WHAT YOU HAVE TO DO: Go over the entries and report the lines where the word "planter" occurs.

RECORDS FOR THIS EXERCISE section start

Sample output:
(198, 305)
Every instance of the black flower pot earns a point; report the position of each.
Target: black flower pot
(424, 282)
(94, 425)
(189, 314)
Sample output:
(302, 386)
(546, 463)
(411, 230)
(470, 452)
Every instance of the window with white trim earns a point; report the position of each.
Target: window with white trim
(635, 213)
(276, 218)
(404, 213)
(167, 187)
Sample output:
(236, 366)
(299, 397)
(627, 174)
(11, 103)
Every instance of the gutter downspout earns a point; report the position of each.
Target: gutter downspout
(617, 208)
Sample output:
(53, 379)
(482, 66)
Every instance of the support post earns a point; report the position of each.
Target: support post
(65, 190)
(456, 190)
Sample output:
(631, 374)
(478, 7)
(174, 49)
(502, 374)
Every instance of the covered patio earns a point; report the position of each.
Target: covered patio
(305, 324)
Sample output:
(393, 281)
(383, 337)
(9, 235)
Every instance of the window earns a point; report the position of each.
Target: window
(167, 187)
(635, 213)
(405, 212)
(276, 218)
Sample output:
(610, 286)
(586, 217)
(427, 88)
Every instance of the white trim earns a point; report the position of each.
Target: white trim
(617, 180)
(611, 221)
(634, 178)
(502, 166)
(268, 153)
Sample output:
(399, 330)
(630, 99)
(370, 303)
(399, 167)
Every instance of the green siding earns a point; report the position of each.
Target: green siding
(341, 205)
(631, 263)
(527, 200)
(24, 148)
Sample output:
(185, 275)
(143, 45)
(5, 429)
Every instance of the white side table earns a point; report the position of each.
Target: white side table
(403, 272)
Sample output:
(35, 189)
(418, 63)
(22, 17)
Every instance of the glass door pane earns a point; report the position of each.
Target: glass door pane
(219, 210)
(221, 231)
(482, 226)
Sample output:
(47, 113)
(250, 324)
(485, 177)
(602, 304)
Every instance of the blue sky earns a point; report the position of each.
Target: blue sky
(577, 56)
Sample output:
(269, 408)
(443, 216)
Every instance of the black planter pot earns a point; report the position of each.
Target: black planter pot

RECORDS FOR THIS EXERCISE section end

EXPECTED ANSWER:
Every instance of the black planter pot earns a point; report the position of each.
Target: black planter pot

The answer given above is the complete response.